> Assignment
Reproduce the passage from the article on cruise ship photography below, word for word, from "Capitalism on sea" up to and including "the high seas.".

> Excerpt provided

The eerie, dystopian opulence of cruise ships

The eerie, dystopian opulence of cruise ships

Capitalism on sea — In their latest project, A Glittering Eye, photographers Courtney Asztalos and Michael W. Hicks capture a lavish world on the brink of collapse.

For more than a century, the Titanic has held the public imagination in its grip – not only for the scale of its disaster, but also for the scope of its luxury, affluence, and prestige it commanded on the high seas. 

Setting a course for distant shores, cruise ships have long offered a luxurious escape to those with disposable wealth who enjoy partaking in vulgar displays of opulence. Whether indulging in live shows, 24-hour casinos, or all-you-can-eat repasts, these majestic vessels have long fascinated Courtney Asztalos and Michael W. Hicks.

Together, the photographers decided to embark on a week-long cruise during Christmas 2018. The trip – which took them to Guatemala, Honduras and the Florida Keys – was captured and compiled into a new book, The Glittering Eye (Kris Graves Projects).

“It was supposed to be a seven-day cruise, but it ended up being extended by an extra day and a half,” the authors explain over email. “A strange and persistent fog descended and settled for 24 hours, grounding the ship outside of the Port of Tampa, and creating confusion and delay.” 


Angelica, Guatemala

The cracks in the shimmering façade, which made themselves known in the flooding of staterooms, are perfectly mirrored in the photographers’ work. Their enigmatic images suggest the existence of something looming in the midst, the darker side of paradise. 

“This work is about the performance of consumerism and consumption, the brokering of the cruise industry in the aura of colonialist-nostalgia, as cruise ships are a floating microcosm of our global economic hierarchy,” Asztalos and Hicks say. “The persistent ideology of imperialism still ongoing within modern port travel.”

“At the time we photographed, we felt there was a pre-apocalyptic atmosphere running through the images. This sense has been brought into stark relief by the current COVID-19 crisis, and the fact that the actual ship we boarded is currently stranded at sea, unable to dock.”

Flower Arrangement

Lounge Singer

Asztalos and Hicks spent their time onboard photographing non-stop, meeting a wide crosssection of people involved in every aspect of the industry, including vacationers, the captain’s crew, entertainers, bartenders, waiters, spa workers, port workers, local cab drivers, and tourists at the ports. 

“One of the strangest encounters we had was a repeated, seemingly chance set of run-in encounters with a guy we nicknamed the Cash Man,” they recall. “We would see him sitting alone at the bar, or on deck and flashing a huge wad of cash, talking about how much he just won at the casino. He was so conspicuous that it led us to wonder if he was actually planted by the cruise line to trap people who might try to rob him.”

“There are cameras everywhere, so there’s definitely a sense of surveillance that plays with your head. He was like this recurring character that kept appearing out of thin air at weird hours. We were circling the ship constantly in loops interacting with folks. By the end of the cruise, we better understood the strange microcosm of a cruise-ship community.”

Made and Wahyu

A Painting Between Decks

Rummikub on the Lido Deck




The Glittering Eye is out now through Kris Graves Projects.

> Entries shown

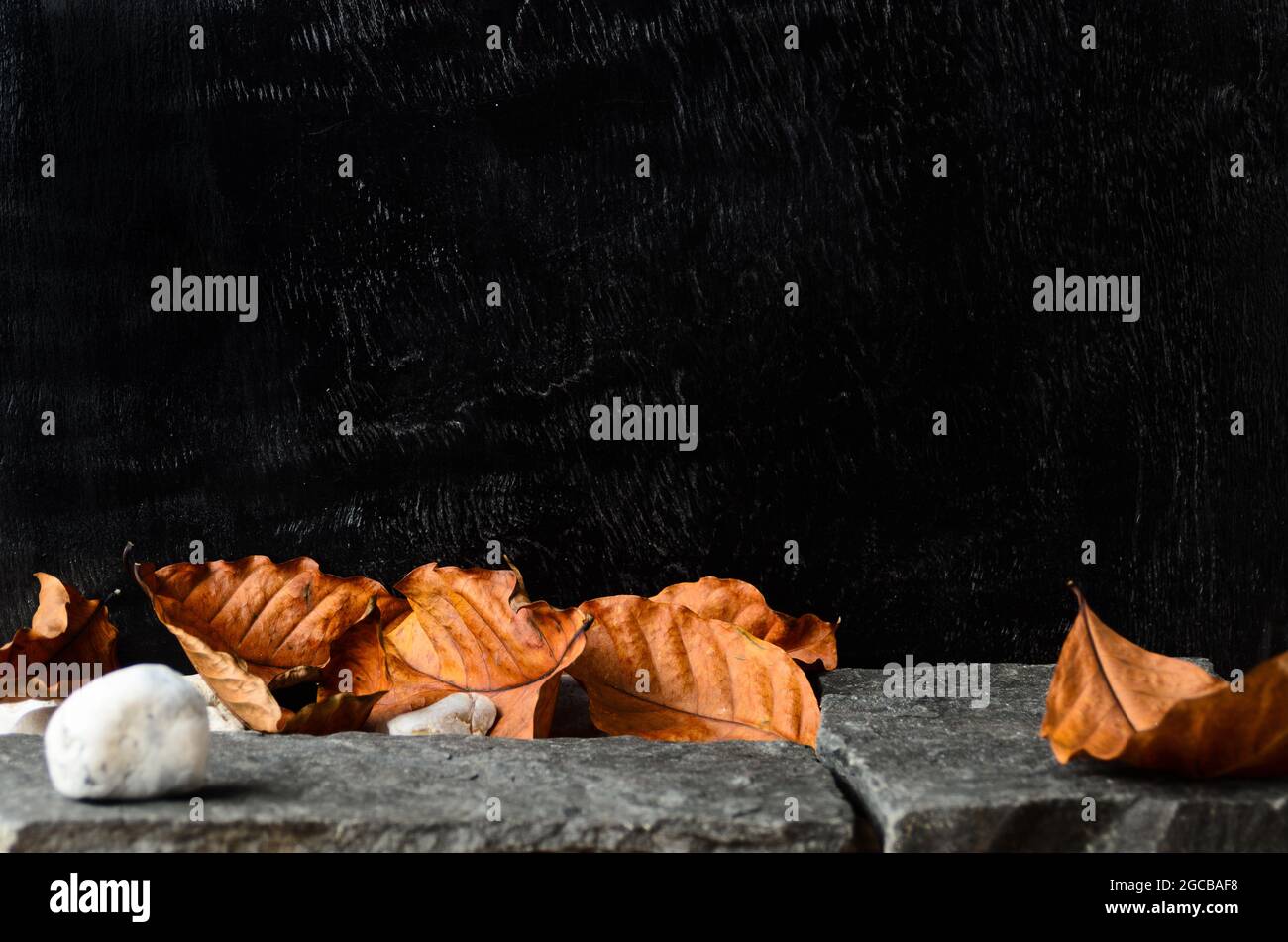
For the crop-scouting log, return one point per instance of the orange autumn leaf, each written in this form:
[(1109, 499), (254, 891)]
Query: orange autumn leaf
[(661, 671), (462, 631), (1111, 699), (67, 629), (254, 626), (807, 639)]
...
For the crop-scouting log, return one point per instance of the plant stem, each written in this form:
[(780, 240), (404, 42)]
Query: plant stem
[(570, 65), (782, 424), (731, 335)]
---
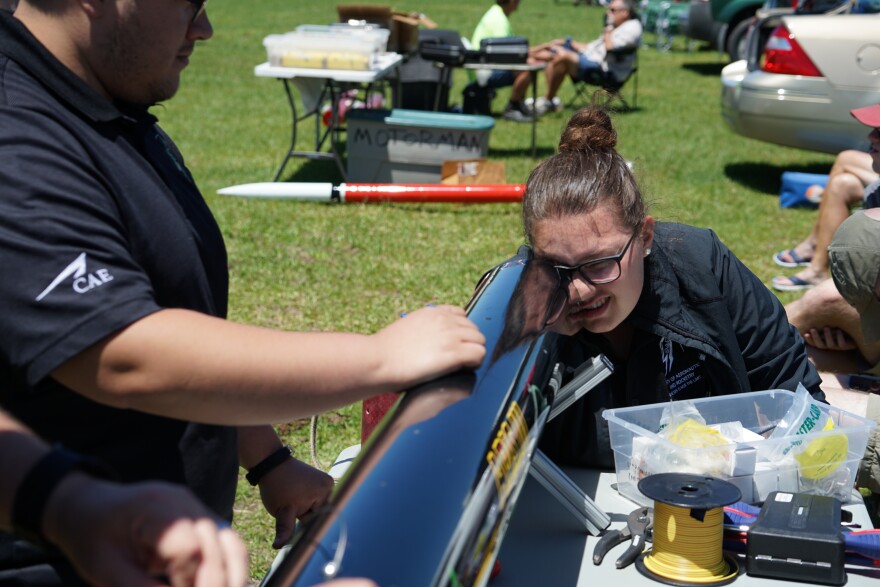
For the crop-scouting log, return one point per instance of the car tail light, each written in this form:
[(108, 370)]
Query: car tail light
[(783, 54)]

> Solution for this problem
Capitalism on sea — In their latest project, A Glittering Eye, photographers Courtney Asztalos and Michael W. Hicks capture a lavish world on the brink of collapse.

For more than a century, the Titanic has held the public imagination in its grip – not only for the scale of its disaster, but also for the scope of its luxury, affluence, and prestige it commanded on the high seas.